[[ Data shown, beginning ]]

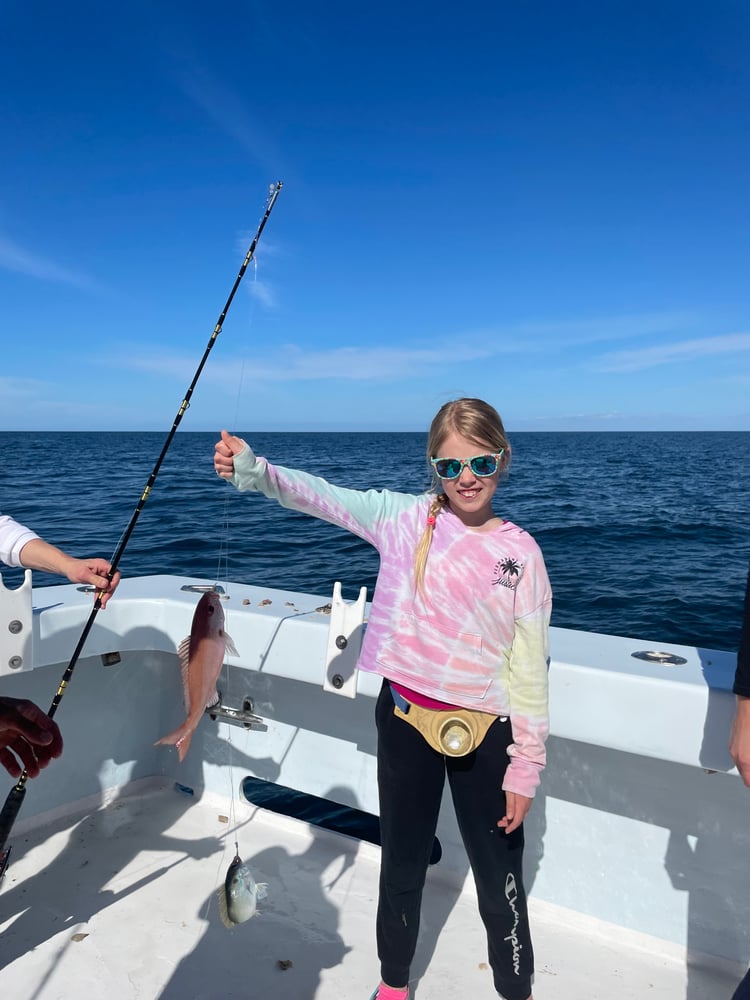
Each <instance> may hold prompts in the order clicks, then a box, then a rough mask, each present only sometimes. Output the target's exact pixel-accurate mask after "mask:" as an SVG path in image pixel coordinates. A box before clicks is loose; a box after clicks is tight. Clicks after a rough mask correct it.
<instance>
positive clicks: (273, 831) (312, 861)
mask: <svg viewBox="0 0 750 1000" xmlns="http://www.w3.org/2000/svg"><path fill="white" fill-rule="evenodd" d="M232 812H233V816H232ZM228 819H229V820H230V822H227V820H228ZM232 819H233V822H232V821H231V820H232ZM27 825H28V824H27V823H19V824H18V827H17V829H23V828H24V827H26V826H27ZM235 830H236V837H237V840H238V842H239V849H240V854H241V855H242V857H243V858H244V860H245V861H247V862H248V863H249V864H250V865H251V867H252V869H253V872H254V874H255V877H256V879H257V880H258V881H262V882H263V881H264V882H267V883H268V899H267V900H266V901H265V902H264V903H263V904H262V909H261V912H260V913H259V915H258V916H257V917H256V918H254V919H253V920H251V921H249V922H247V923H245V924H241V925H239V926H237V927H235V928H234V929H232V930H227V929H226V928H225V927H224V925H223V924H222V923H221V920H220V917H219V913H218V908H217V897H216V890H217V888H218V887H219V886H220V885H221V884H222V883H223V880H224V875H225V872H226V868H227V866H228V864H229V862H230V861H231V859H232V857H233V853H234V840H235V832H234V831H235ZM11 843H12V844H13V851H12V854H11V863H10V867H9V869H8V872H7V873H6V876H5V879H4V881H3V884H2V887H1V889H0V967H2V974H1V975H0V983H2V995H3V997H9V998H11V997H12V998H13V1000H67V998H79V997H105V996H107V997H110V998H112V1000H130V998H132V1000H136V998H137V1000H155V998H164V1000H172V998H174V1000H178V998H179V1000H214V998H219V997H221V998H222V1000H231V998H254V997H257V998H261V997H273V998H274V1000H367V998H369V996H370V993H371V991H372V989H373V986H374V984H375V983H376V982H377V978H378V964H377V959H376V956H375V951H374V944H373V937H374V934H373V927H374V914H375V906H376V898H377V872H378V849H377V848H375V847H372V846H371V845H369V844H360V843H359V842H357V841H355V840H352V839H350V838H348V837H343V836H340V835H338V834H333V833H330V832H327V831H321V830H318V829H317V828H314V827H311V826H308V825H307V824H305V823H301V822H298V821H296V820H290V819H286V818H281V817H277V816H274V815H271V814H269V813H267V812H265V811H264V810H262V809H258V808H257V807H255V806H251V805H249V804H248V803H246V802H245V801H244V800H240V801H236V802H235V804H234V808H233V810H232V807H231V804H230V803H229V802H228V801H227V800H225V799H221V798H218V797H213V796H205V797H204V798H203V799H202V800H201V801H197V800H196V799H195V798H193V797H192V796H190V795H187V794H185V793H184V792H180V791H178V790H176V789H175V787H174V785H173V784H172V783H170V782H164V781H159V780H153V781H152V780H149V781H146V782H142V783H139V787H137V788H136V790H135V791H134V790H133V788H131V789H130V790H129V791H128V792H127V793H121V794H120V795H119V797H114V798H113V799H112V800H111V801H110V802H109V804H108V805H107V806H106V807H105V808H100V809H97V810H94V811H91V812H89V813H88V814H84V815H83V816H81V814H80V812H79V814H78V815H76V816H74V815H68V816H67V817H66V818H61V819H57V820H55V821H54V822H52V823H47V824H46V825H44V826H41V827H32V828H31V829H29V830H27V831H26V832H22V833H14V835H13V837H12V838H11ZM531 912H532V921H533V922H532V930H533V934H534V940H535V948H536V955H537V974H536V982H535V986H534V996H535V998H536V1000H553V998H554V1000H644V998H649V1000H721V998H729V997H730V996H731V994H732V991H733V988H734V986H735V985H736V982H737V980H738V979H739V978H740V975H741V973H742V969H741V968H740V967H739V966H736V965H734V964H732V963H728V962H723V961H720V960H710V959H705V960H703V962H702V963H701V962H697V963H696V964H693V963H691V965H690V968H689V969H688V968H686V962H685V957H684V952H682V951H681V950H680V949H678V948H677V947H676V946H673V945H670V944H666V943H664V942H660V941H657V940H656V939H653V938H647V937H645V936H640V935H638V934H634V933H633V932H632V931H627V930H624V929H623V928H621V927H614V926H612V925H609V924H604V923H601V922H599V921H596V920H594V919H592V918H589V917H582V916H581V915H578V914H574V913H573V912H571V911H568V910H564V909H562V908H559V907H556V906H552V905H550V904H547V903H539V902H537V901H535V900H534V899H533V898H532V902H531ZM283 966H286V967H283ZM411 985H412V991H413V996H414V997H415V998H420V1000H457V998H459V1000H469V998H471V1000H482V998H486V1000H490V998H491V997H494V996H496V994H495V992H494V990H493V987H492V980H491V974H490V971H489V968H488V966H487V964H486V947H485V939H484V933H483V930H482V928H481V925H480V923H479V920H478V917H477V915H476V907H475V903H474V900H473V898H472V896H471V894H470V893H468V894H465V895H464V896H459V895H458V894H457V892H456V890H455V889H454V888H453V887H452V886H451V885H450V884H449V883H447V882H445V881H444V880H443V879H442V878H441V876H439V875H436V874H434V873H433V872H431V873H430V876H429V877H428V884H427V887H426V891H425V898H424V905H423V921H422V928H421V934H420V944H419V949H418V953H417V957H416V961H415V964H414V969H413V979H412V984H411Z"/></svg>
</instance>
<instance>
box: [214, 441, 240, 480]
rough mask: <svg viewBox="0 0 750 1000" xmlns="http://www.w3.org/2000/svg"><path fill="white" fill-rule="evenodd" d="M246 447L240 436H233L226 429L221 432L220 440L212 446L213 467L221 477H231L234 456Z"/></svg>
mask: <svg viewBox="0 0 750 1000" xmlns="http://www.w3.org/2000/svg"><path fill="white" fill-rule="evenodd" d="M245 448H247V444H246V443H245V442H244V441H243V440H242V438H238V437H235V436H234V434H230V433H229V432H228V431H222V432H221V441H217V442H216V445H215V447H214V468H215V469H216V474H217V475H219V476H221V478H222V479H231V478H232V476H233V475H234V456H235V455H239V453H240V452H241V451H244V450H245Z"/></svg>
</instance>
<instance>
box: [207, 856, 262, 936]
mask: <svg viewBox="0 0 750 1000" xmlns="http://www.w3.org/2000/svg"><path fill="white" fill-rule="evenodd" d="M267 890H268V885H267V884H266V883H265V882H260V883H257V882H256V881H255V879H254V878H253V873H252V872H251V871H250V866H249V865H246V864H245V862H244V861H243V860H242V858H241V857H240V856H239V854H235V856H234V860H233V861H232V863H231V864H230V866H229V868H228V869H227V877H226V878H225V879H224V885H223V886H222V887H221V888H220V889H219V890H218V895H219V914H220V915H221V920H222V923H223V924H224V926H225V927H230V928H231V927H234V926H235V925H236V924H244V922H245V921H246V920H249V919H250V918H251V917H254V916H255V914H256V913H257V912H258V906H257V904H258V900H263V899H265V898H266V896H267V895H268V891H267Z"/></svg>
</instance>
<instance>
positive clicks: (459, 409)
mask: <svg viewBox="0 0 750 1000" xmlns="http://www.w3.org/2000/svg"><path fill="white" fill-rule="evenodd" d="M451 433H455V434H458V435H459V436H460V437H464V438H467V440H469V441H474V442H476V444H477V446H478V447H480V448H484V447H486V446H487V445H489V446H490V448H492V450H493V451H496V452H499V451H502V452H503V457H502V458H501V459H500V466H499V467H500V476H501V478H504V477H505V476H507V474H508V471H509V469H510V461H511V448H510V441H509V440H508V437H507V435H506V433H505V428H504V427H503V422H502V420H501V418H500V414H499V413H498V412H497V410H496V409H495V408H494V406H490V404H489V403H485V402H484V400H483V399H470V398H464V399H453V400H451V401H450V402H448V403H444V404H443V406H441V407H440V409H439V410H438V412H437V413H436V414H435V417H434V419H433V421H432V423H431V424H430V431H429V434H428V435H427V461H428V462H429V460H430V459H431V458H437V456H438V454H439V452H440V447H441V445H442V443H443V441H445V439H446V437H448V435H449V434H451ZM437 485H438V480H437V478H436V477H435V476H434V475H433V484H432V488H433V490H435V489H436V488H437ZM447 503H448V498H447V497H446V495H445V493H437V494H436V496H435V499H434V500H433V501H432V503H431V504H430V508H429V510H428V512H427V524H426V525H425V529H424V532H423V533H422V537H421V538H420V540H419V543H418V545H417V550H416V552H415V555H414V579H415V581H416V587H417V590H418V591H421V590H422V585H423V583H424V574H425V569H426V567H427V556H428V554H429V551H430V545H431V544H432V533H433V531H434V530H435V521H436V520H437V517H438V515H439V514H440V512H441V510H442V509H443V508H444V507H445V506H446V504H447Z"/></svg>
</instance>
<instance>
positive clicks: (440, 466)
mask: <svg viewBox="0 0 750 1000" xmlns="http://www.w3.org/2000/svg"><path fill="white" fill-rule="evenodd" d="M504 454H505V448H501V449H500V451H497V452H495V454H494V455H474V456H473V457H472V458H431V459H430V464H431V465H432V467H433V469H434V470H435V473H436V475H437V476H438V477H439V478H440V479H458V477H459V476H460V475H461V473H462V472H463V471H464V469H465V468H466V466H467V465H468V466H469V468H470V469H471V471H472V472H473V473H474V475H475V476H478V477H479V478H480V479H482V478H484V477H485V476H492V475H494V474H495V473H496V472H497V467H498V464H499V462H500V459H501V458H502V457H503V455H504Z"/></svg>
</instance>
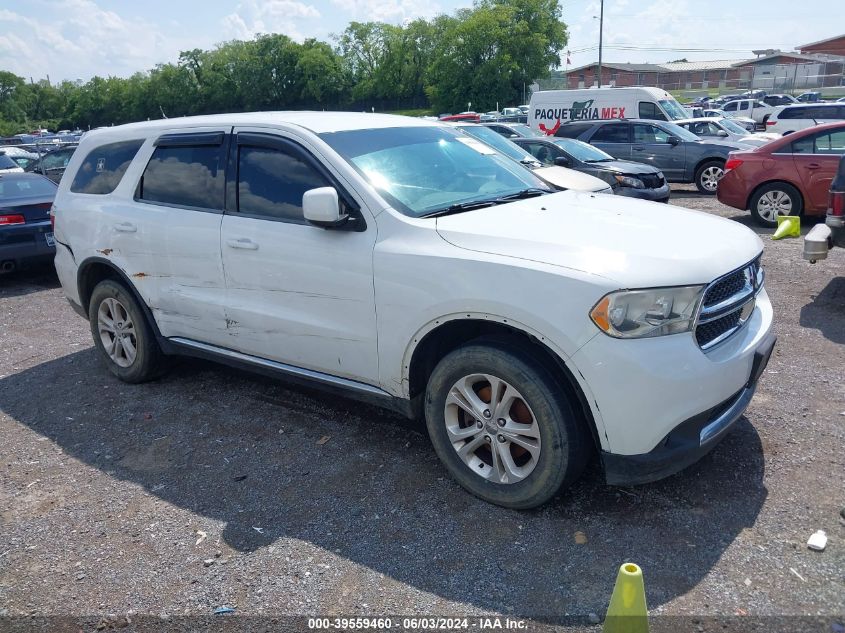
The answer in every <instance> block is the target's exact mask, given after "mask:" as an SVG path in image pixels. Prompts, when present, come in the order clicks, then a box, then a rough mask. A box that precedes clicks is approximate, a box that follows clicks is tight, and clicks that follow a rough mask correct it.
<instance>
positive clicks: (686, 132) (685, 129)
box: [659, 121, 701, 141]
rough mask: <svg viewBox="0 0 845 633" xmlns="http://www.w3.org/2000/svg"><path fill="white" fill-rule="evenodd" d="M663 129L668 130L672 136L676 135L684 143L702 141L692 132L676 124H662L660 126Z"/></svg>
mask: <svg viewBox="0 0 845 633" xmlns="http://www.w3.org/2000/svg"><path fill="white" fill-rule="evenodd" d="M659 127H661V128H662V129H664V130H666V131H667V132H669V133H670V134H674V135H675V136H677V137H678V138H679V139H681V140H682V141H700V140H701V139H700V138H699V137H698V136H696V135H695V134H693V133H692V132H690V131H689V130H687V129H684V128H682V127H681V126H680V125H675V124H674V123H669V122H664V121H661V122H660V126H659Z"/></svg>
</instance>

[[ Data shown, end ]]

**Problem to work on**
Put the lines from the start of the rows through the line containing "positive clicks: (273, 831) (312, 861)" into a Markdown table with the columns No. and Text, numbering each line and skipping blank ones. Leave the pictures out of the table.

**Output below**
| No. | Text |
|---|---|
| 1 | Each <instance> may hold prompts in the order clicks, then a box, then a rough mask, each present only sometimes. Output the target's exact pixel-accurate mask after "mask:" as an SVG path in image pixel coordinates. A box before clicks is loose; a box after clicks is tight. Clicks after a rough mask correct it. |
| 2 | <instance> |
| 3 | positive clicks: (273, 831) (312, 861) |